**What this task involves:**
Please turn the records below into a Markdown table with the columns Row and Line. Put each line in its own numbered row and leave out any blank lines.

**Extracted data:**
>> Start

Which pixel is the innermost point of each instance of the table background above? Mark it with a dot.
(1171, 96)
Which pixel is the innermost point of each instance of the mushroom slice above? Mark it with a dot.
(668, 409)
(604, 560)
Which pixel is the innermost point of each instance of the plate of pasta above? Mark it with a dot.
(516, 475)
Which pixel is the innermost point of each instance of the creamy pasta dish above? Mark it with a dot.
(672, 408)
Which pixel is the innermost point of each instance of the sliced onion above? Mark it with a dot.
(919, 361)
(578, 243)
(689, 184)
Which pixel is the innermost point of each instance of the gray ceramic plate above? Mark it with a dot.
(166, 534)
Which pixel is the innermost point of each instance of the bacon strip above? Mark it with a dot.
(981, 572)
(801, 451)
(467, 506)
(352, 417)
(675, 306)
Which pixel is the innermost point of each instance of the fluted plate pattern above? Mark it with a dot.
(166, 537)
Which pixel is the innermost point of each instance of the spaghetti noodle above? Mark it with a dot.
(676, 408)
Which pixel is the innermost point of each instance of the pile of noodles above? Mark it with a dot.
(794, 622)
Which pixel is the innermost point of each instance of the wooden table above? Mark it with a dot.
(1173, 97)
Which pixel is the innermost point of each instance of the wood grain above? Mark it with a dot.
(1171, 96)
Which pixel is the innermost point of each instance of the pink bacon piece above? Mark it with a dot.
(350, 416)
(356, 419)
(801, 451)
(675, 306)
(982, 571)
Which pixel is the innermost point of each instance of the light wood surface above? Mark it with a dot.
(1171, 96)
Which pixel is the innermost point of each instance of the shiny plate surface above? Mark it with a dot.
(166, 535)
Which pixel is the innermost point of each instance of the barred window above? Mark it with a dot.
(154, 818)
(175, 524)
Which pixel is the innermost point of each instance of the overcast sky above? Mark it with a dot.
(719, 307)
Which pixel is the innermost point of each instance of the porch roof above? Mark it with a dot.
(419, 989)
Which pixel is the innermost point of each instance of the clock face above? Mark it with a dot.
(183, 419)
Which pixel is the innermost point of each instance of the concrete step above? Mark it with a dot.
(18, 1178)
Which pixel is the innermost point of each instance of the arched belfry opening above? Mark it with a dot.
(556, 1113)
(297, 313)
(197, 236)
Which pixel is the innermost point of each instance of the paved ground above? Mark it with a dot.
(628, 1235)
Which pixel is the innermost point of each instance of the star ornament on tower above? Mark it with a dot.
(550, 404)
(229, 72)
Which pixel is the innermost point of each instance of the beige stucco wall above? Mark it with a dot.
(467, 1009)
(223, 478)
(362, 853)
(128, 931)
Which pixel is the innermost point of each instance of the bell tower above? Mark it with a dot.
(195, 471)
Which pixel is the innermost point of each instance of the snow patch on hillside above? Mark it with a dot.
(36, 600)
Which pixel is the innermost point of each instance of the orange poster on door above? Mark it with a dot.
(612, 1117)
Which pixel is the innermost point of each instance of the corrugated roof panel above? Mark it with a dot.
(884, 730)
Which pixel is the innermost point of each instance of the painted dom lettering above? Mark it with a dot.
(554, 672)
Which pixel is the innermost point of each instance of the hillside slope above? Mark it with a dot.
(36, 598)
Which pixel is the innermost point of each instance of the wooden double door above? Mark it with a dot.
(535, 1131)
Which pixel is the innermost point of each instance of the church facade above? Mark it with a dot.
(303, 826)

>> End

**Exercise response:**
| Row | Line |
|---|---|
| 1 | Which pixel is the innermost point of each instance of the table background above? Mark it with a dot. |
| 2 | (1171, 96) |
| 3 | Which pixel is the innermost point of each instance of the mushroom slice above? Mark it with a dot. |
| 4 | (668, 409) |
| 5 | (604, 560) |
| 6 | Which pixel is the innermost point of each instance of the plate of pasta above? Mark it with a dot. |
| 7 | (516, 475) |
| 8 | Which pixel is the innermost point of each instance of the creamy pasta dish above? Mark it with a dot. |
| 9 | (672, 408) |
| 10 | Which pixel is the innermost point of each instance of the sliced onion above? Mark it with a dot. |
| 11 | (919, 361) |
| 12 | (578, 243) |
| 13 | (689, 184) |
| 14 | Which pixel is the innermost point of each instance of the gray ceramic plate above? Mark it with a dot. |
| 15 | (166, 534) |
| 16 | Which pixel is the innermost point of each instance of the bacon strip above? Mark it with a dot. |
| 17 | (981, 572) |
| 18 | (801, 451) |
| 19 | (467, 506) |
| 20 | (352, 417) |
| 21 | (675, 306) |
| 22 | Which pixel is the innermost point of each instance of the fluted plate pattern above? Mark it with a dot. |
| 23 | (166, 537) |
| 24 | Which pixel is the innermost point of each instance of the spaghetti noodle above? Mark it with a dot. |
| 25 | (676, 408) |
| 26 | Which pixel is the innermost point of each instance of the pile of noodles above? Mark it with a dot. |
| 27 | (794, 622) |
| 28 | Which pixel is the innermost point of each instance of the wooden table above? Mark it with a dot. |
| 29 | (1173, 97) |
| 30 | Which pixel is the innermost point of each instance of the wood grain above? Mark it with a dot. |
| 31 | (1171, 96) |
| 32 | Which pixel is the innermost point of each instance of the pink bacon piece above? Mark it with a dot. |
| 33 | (350, 416) |
| 34 | (356, 419) |
| 35 | (801, 451) |
| 36 | (675, 306) |
| 37 | (982, 571) |
| 38 | Which pixel is the innermost point of each instance of the light wood surface above? Mark it with a dot. |
| 39 | (1171, 96) |
| 40 | Which pixel is the innermost point of each instance of the shiny plate surface above? Mark it with a dot. |
| 41 | (166, 535) |
| 42 | Which pixel is the innermost point of each instance of the barred window above? Mark it with a dot. |
| 43 | (154, 818) |
| 44 | (175, 524) |
| 45 | Which pixel is the innermost point of each instance of the overcast sky above? Mark it with a dot. |
| 46 | (719, 307) |
| 47 | Which pixel is the innermost point of each instance of the porch roof above? Mark it with a dot. |
| 48 | (419, 989) |
| 49 | Which pixel is the innermost point of each instance of the clock face above? Mark it with a dot. |
| 50 | (183, 419) |
| 51 | Which pixel is the innermost point of each instance of the concrete step above? Mark it with a dot. |
| 52 | (18, 1178) |
| 53 | Which pixel is the innermost point of each instance of the arched belfry opening above? Mark it with a dot. |
| 54 | (556, 1113) |
| 55 | (297, 313) |
| 56 | (197, 236) |
| 57 | Which pixel is the innermost point of each instance of the paved ground above? Mark it with a dot. |
| 58 | (628, 1235) |
| 59 | Which pixel is the innermost point of each instance of the star ornament on tower above? Mark it with a dot. |
| 60 | (550, 404) |
| 61 | (229, 72) |
| 62 | Which pixel is the innermost point of each instance of the beige stucco wall above? Mark it with a dot. |
| 63 | (467, 1009) |
| 64 | (223, 478) |
| 65 | (362, 853) |
| 66 | (128, 931) |
| 67 | Which pixel is the innermost point of each instance of the bell tower above? Mark it with a dot. |
| 68 | (195, 471) |
| 69 | Which pixel is the innermost point of each instance of the snow patch on hillside above? Mark it with a dot. |
| 70 | (36, 600) |
| 71 | Which pixel is the innermost point of each instance of the orange poster on door above? Mark it with a dot. |
| 72 | (612, 1117) |
| 73 | Which pixel is the innermost point of each instance of the corrugated roof panel above? Mark it with a dot. |
| 74 | (884, 730) |
| 75 | Which pixel is the innermost point of each instance of the painted dom lettering above? Mark it with a dot. |
| 76 | (554, 672) |
| 77 | Which pixel is the innermost point of each instance of the hillside slope above? Mark it with a dot. |
| 78 | (36, 598) |
| 79 | Which pixel is the innermost point of each instance of the wooden double door above? Mark it with a dot. |
| 80 | (535, 1131) |
| 81 | Which pixel is the innermost point of each instance of the church facade above? Mark it with a dot. |
| 82 | (303, 826) |